SUPPLIED PASSAGE START

The U.S. housing shortage grew to 4.5 million homes in 2022, up from 4.3 million in 2021, according to a report from Zillow.
The report shows that the inventory problem began during the pandemic – when detached homeowners were generally trying to stay isolated in their homes and many renters/multifamily owners were purchasing whatever detached homes were available. Mortgage rates were low and homes were generally more affordable, so inventory plummeted. The resulting shortage caused home prices to spike. Then, in 2023, mortgage rates surged, eroding affordability and stagnating the market.
“The simple fact is there are not enough homes in this country, and that’s pushing homeownership out of reach for too many families,” says Orphe Divounguy, senior economist at Zillow, in a statement. “The affordability crisis extends to renters as well, with nearly half of renter households being cost burdened. Filling the housing shortage is the long-term answer to making housing more affordable. We are in a big hole, and it is going to take more than the status quo to dig ourselves out of it.”
Across the country in 2022, there were roughly 8.09 million “missing households” — individuals or families living with non-relatives. Compare that to 3.55 million housing units that were available for rent or for sale, and there is a housing shortage of more than 4.5 million.
The pandemic-era housing frenzy sparked a construction boom, but thus far, that boom has fallen short, Zillow says.
In 2022, 1.4 million homes were built — at the time, the best year for home construction since the early stages of the Great Recession.However, the number of U.S. families increased by 1.8 million that year, meaning the country did not even build enough to make a place for the new families, let alone begin chipping away at the deficit that has hampered housing affordability for more than a decade.

SUPPLIED PASSAGE END

USING THE INFORMATION ::
- 1) Answer from the housing shortage article.
(a) What was the size of the U.S. housing shortage in 2021?
(b) About how many "missing households" were there across the country in 2022?
(c) How many homes were built in 2022?
- 2) Rewrite the housing shortage article starting at "The report shows" and ending at "stagnating the market.", with "plummeted" replaced by "dropped sharply".
Rely on nothing but the housing shortage article.

DATA EXTRACTS START

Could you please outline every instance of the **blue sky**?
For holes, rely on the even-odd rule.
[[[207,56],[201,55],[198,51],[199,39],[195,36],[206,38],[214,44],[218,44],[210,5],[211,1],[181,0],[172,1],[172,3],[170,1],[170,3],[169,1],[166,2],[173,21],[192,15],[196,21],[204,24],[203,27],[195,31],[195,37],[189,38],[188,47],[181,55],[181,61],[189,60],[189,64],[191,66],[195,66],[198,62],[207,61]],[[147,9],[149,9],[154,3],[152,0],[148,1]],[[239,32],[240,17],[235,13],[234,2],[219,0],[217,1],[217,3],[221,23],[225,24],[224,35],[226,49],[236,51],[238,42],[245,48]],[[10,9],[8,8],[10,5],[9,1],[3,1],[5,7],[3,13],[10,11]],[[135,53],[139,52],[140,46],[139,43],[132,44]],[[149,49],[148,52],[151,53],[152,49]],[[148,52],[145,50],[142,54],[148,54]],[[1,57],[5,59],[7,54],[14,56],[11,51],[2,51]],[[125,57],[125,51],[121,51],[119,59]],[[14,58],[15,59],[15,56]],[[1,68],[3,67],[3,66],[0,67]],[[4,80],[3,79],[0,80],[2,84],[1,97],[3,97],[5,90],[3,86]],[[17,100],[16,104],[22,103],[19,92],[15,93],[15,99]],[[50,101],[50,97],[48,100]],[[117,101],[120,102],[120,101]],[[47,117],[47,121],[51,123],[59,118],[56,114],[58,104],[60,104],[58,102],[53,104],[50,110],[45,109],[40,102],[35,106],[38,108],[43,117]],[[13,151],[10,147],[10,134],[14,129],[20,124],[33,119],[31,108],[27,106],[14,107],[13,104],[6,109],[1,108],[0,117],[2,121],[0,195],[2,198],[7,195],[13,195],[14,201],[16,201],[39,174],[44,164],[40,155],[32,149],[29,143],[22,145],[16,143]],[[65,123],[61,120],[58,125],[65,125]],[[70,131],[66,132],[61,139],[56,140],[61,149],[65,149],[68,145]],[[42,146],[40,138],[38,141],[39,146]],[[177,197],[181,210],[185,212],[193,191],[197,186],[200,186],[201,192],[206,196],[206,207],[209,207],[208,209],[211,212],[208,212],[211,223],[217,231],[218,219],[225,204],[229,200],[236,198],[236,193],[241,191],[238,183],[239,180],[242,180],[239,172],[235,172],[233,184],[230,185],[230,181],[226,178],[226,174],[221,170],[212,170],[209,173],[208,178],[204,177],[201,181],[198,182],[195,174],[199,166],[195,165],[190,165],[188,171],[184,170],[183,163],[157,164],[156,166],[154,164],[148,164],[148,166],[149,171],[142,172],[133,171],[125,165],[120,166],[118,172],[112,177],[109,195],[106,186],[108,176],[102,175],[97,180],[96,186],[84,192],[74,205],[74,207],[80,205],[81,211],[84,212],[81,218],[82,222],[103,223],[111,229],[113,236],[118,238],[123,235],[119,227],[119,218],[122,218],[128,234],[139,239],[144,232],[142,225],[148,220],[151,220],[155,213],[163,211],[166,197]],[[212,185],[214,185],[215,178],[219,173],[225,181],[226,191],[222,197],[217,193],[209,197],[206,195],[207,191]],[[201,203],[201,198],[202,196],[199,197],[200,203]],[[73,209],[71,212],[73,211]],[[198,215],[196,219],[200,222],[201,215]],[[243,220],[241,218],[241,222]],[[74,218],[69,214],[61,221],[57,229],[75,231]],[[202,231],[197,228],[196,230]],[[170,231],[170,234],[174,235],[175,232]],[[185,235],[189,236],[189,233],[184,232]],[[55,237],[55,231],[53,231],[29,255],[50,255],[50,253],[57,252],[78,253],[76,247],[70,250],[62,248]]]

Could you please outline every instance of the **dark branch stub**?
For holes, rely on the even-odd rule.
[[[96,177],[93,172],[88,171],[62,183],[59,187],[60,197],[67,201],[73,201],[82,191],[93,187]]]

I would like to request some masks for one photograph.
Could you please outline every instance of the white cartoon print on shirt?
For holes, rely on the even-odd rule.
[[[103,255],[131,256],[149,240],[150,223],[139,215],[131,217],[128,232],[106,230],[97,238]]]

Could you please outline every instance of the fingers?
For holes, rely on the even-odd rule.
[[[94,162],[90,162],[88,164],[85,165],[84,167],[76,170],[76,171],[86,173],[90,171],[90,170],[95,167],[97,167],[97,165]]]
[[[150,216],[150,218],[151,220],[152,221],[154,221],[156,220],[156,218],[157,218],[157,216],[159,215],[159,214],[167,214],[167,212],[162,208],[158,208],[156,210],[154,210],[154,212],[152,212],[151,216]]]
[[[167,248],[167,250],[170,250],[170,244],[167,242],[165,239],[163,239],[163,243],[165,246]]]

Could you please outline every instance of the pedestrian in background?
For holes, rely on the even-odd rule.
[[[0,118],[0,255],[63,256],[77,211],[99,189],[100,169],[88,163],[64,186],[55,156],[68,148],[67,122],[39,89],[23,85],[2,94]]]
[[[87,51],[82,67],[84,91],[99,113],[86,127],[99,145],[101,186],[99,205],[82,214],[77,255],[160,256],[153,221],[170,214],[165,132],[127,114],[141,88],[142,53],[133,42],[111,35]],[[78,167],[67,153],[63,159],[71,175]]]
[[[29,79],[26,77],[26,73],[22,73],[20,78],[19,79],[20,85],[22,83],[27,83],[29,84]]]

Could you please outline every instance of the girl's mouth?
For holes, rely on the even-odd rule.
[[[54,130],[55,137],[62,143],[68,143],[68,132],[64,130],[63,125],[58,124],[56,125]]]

DATA EXTRACTS END

RESPONSES IN ORDER ::
- 1)
(a) 4.3 million homes
(b) Roughly 8.09 million
(c) 1.4 million

- 2)
The report shows that the inventory problem began during the pandemic – when detached homeowners were generally trying to stay isolated in their homes and many renters/multifamily owners were purchasing whatever detached homes were available. Mortgage rates were low and homes were generally more affordable, so inventory dropped sharply. The resulting shortage caused home prices to spike. Then, in 2023, mortgage rates surged, eroding affordability and stagnating the market.